[SELECTED PASSAGE]
Content starts

His team fear the Coalition is facing a serious homelessness issue this Christmas, but he is threatening to "drag" the Taoiseach into the row rather than take the rap.

His team believe the policies of the Department of Finance and Tanaiste Joan Burton's Department of Social Protection are increasing homelessness, and "up until now Kelly has given other ministers political cover".

A crunch meeting will be held this week between Mr Kelly and Finance Minister Michael Noonan in a last-ditch attempt to resolve the escalating crisis.

Mr Kelly's side is "reasonably confident" of a deal but insist it will have to contain an element of rent certainty.

The crucial meeting could determine the future of the Coalition, as relations between Labour and Fine Gael plunge to the lowest level since the fallout from the Garda controversies last year, and threaten to spiral out of control.

The rising tension is also undermining the Coalition's presentation to the electorate of stable government.

Fine Gael strategists, meanwhile, are closely examining the possibility of forming the next government with a drastically depleted Labour and four or five Independents.

There is a preference to approach unaligned Independents but support is growing among senior figures to approach Shane Ross's Independent Alliance.

However, this could lead to resistance from others who believe Mr Ross is a "weak politician" who would be more "disruptive than helpful".

The Sunday Independent also understands there has been "informal discussions" between the Independent Alliance and Renua Ireland on a vote transfer agreement ahead of the election.

Content ends

[WHAT THIS EXERCISE ASKS]
#1 Please extract everything from "The rising tension" down to "or five Independents." in the Coalition article.
#2 In the Coalition article, who is Mr Kelly scheduled to meet this week to try to resolve the crisis?
The data that follows has nothing to do with the Coalition article.

[DATASET SECTION]

Content starts

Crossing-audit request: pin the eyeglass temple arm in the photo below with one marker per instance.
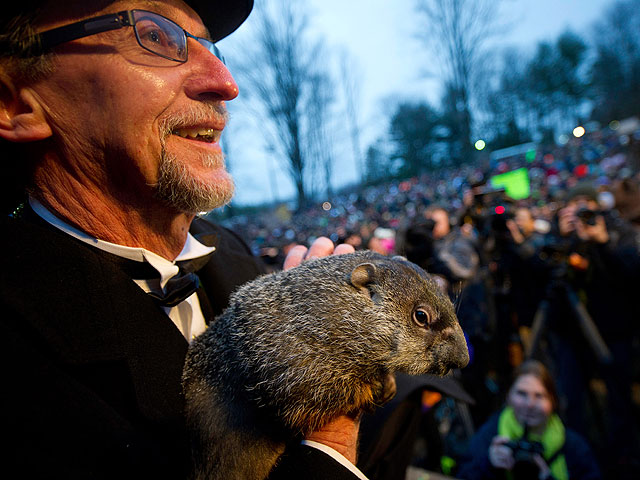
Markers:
(104, 23)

Content ends

[ANSWERS TO THE EXERCISE]
#1
The rising tension is also undermining the Coalition's presentation to the electorate of stable government.

Fine Gael strategists, meanwhile, are closely examining the possibility of forming the next government with a drastically depleted Labour and four or five Independents.

#2 Finance Minister Michael Noonan